▶ [Exercise goal] Output each entry below as it stands, leaving out every picture.
┌──
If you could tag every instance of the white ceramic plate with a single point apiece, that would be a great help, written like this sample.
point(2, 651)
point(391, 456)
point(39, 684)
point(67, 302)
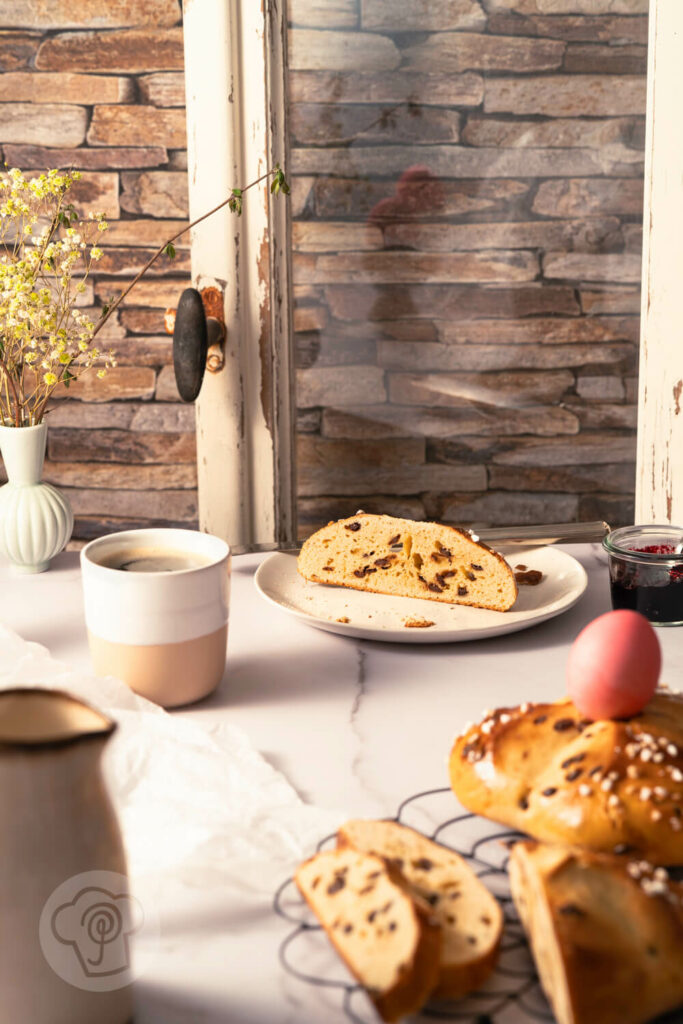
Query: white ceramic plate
point(379, 616)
└──
▶ [Answer to the task]
If you could tag every instance of the white ceramic plate with a single point apiece, that would be a great help, written like this sample.
point(2, 651)
point(391, 456)
point(39, 684)
point(67, 302)
Query: white ceramic plate
point(379, 616)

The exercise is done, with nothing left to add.